Turn the listing into a numbered list, starting with the line that contains "Point to the woman in brown" and running through the line that contains "[(559, 113), (394, 243), (190, 313), (359, 130)]", both included. Leave out any blank lines.

++++ SOURCE DATA ++++

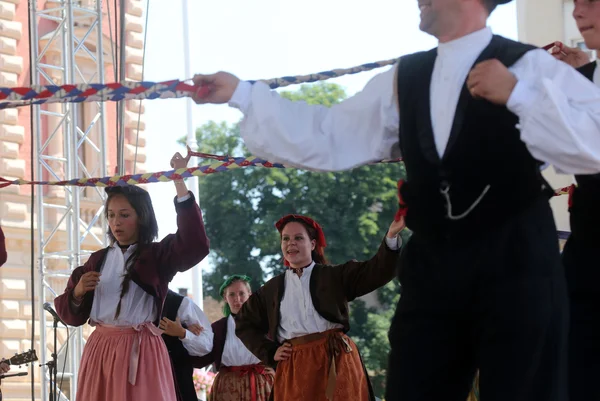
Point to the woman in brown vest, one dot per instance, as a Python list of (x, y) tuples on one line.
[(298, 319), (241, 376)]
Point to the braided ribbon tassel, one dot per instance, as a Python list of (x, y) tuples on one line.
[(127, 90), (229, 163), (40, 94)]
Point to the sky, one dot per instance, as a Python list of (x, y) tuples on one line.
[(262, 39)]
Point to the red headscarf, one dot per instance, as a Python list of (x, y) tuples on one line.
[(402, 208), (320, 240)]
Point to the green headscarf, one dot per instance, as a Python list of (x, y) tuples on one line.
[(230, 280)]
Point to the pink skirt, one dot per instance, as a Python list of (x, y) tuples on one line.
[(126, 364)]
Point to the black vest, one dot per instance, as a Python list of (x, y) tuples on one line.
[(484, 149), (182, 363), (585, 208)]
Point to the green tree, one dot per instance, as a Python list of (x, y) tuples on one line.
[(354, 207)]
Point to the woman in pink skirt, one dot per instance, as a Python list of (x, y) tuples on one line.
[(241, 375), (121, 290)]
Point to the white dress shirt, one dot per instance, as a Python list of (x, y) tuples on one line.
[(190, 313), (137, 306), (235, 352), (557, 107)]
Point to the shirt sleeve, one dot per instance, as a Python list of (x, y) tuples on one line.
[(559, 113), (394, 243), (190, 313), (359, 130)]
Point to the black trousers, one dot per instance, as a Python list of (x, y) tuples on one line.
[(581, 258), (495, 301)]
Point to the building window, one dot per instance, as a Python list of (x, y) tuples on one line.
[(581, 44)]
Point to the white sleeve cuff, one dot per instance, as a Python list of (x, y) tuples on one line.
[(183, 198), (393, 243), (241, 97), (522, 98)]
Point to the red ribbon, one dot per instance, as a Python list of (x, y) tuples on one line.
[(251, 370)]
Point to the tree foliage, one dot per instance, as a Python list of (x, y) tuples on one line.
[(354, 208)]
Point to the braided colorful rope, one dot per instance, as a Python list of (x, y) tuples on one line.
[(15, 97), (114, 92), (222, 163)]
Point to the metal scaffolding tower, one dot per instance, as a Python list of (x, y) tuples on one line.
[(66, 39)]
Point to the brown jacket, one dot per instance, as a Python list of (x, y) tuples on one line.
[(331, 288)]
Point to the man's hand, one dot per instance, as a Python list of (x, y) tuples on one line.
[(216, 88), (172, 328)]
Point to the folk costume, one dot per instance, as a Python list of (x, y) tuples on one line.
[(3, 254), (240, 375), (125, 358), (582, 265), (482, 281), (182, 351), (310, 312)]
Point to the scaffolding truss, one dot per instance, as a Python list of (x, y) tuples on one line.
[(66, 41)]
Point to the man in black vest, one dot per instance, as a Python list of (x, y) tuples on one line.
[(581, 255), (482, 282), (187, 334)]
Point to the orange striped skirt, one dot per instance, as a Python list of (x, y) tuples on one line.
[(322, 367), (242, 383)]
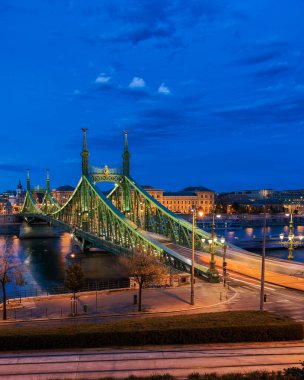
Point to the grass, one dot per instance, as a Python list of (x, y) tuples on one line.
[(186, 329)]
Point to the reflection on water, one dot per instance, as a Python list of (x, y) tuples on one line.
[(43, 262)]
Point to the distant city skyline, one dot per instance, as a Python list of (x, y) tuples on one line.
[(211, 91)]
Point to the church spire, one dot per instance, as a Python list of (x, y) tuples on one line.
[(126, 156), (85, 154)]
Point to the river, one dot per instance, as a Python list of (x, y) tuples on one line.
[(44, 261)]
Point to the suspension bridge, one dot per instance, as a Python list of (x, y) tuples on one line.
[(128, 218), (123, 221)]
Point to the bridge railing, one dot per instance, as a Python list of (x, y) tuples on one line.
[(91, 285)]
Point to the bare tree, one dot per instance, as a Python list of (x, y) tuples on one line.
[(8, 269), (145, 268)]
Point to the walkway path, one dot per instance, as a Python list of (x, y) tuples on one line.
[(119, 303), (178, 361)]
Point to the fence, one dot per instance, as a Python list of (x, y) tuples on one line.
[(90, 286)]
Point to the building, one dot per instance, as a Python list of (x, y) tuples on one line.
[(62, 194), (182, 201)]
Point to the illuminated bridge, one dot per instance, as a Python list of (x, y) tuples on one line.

++++
++++ SOURCE DATA ++++

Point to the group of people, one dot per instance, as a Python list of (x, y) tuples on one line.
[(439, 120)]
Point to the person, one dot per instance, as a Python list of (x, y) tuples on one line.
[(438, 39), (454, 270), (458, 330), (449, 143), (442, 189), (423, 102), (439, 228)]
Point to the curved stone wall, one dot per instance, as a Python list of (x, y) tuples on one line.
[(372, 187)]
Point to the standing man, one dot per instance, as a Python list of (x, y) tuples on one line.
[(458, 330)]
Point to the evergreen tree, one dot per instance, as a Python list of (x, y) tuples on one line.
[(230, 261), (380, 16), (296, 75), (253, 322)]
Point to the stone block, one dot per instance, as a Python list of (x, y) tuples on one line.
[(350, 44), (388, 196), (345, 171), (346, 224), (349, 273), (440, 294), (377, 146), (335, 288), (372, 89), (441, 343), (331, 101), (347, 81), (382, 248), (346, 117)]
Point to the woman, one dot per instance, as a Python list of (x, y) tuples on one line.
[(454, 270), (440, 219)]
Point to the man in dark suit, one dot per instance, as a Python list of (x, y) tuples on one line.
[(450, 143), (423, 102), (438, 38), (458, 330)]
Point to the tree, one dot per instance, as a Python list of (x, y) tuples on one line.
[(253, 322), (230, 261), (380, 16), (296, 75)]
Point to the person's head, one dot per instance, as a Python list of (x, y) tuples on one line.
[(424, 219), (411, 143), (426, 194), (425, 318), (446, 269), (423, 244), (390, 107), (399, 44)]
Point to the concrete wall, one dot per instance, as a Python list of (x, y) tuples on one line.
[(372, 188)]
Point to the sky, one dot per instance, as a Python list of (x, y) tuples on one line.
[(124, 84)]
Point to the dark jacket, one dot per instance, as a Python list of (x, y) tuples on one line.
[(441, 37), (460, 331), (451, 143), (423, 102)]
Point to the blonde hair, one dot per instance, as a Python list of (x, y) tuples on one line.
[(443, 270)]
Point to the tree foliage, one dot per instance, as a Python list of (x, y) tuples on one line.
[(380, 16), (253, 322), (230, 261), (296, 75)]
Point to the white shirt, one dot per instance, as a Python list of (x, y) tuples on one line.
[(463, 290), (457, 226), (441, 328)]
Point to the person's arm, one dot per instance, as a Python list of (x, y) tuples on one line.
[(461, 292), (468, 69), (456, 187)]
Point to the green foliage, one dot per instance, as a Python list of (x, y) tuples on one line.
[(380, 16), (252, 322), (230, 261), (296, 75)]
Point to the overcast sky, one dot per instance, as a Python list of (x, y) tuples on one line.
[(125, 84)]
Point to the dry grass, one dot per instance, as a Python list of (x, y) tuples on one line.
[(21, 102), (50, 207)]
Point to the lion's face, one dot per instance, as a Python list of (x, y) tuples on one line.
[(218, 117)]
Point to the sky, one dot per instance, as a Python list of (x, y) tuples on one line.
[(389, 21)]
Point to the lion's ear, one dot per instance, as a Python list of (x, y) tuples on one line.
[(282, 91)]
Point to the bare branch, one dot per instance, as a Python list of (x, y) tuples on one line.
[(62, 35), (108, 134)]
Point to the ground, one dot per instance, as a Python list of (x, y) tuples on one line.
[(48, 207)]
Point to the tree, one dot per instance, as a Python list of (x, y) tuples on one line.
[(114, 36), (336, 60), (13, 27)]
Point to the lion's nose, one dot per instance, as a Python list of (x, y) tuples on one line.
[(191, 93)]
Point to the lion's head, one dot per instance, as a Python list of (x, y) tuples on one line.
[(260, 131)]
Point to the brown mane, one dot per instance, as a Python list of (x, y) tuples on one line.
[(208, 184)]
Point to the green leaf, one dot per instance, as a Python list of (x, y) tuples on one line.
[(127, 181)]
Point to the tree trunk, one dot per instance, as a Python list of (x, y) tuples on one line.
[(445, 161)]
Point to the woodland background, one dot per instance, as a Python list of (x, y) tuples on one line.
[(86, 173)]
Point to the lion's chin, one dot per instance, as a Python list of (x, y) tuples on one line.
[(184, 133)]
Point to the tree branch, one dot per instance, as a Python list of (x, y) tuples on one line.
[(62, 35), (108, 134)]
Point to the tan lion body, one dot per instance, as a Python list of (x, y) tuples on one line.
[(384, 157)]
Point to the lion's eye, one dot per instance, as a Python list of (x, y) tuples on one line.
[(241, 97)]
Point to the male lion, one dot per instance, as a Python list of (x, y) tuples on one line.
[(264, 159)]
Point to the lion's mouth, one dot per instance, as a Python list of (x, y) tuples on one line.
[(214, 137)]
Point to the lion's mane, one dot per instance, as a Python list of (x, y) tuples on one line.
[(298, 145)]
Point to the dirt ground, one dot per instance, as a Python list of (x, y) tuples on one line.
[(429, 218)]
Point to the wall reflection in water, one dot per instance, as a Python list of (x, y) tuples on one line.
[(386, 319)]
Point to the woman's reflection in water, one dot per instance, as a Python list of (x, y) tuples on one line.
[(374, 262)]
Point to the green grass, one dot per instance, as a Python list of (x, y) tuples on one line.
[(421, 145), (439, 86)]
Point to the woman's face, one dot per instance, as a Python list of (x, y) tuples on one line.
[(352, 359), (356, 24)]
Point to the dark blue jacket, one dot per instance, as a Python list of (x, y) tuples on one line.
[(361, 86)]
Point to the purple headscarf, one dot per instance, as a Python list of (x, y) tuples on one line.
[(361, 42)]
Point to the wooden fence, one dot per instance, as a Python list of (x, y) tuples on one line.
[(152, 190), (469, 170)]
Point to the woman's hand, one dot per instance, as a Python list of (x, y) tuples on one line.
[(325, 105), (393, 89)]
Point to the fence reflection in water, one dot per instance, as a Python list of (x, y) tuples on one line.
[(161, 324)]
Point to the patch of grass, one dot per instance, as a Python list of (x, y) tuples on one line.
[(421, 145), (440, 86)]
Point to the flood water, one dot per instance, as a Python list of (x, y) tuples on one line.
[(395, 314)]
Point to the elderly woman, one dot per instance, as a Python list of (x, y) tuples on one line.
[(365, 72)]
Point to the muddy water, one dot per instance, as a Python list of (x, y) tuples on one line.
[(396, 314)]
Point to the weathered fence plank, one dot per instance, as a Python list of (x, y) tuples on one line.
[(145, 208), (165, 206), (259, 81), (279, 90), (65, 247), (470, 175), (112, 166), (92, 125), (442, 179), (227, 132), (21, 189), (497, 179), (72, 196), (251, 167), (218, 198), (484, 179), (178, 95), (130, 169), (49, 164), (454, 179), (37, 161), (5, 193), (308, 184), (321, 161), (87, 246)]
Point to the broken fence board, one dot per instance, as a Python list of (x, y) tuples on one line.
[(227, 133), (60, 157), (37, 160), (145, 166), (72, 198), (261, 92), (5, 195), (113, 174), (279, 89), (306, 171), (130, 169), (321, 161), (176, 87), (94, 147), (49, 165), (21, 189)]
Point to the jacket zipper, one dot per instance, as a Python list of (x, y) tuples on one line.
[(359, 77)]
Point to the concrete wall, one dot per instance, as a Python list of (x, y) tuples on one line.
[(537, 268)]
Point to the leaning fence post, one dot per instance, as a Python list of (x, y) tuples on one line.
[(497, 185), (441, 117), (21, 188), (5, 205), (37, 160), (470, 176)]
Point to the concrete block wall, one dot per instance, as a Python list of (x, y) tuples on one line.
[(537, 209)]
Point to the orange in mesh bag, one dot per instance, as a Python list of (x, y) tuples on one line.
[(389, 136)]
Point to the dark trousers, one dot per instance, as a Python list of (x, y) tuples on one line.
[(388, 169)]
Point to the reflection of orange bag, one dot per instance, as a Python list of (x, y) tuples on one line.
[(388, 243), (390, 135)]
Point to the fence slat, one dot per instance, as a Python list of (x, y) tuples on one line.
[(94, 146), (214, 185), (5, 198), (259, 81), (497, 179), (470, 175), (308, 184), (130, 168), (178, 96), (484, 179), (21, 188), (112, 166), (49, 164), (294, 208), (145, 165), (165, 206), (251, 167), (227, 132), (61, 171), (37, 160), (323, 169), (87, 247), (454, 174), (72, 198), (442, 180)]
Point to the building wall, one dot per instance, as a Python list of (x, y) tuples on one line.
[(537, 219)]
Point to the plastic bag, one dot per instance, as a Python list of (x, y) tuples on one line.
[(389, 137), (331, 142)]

++++
++++ SOURCE DATA ++++

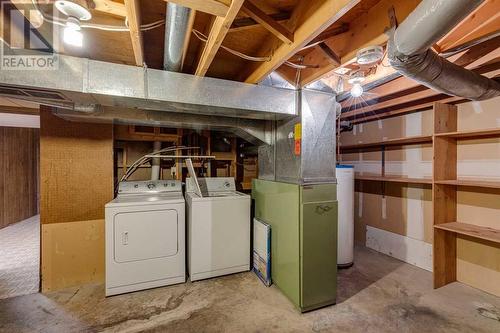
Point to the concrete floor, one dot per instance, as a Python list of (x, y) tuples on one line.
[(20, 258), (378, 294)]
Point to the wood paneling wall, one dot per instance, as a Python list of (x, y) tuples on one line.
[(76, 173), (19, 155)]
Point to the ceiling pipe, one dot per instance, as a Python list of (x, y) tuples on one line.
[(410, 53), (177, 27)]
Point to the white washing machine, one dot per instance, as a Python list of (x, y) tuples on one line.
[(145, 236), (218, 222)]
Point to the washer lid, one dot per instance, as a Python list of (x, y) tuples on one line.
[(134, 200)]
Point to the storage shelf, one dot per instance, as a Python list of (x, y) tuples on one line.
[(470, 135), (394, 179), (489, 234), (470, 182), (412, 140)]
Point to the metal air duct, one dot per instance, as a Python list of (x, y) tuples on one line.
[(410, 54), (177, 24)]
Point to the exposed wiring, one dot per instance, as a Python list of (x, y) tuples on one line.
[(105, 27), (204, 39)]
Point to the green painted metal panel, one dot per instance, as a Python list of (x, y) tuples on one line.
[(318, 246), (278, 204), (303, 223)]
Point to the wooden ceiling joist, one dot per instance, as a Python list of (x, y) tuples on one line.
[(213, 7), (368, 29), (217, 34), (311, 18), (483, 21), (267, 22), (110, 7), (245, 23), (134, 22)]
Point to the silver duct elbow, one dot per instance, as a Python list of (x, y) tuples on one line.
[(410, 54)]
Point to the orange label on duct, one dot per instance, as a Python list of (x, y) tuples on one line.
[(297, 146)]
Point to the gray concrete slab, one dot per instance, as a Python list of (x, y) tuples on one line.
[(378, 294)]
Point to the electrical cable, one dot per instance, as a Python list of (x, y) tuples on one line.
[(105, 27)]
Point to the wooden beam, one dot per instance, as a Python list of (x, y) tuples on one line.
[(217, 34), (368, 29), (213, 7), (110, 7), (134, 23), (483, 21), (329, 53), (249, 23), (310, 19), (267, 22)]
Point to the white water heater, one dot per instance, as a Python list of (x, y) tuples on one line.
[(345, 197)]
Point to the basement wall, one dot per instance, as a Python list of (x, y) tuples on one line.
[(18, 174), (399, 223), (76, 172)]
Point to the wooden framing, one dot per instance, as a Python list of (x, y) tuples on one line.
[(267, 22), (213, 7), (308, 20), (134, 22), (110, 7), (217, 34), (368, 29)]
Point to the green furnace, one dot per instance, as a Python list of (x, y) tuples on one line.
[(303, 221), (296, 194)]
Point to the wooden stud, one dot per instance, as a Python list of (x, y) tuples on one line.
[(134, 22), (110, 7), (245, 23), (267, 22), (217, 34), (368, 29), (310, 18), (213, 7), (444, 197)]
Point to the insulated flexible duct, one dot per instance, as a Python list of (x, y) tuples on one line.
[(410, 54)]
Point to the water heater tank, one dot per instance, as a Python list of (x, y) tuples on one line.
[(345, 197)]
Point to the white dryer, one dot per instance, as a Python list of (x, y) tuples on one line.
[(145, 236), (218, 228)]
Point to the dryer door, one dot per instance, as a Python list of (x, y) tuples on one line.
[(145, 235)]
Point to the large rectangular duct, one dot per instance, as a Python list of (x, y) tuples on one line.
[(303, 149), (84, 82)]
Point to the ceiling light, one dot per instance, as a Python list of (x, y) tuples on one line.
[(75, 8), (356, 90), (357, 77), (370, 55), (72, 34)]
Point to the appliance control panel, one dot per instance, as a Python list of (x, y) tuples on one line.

++++

COMPLETE OUTPUT:
1. Point to the woman in brown vest, one dot per instance, as a Python list of (x, y) tuples on one line.
2. [(298, 319), (241, 376)]
3. Point to the braided ribbon tassel, one dot per instance, as a Python list of (x, y) tuples on one line.
4. [(127, 90), (229, 163), (40, 94)]
5. Point to the sky, one dot per instance, as a Python list of (x, y) tuples on one line.
6. [(262, 39)]
7. Point to the red headscarf, one dot per instance, as a Python list of (x, y) tuples on one line.
8. [(402, 208), (320, 240)]
9. Point to the green headscarf, one dot per instance, as a Python list of (x, y) tuples on one line.
10. [(230, 280)]
11. Point to the pink skirt, one dot per instance, as a Python list of (x, y) tuples on one line.
12. [(126, 364)]
13. Point to the black vest, one dot per instance, as a Python list of (x, y) tuples on one line.
14. [(484, 149), (182, 363), (585, 208)]
15. Point to the green tree, one dot per instance, as a Python list of (x, y) tuples on one line.
16. [(354, 207)]
17. Point to the woman in pink skirt, one dot per instance, as a Python list of (x, y) tuples on one line.
18. [(241, 375), (121, 290)]
19. Point to the white dress shirt, one dot per instance, as a Python list of (x, y) tuples on one line.
20. [(190, 313), (137, 306), (235, 352), (557, 107)]
21. Point to the shirt sleeve, one dot per instance, as a Python list of (x, y) tuples on one line.
22. [(559, 113), (394, 243), (190, 313), (359, 130)]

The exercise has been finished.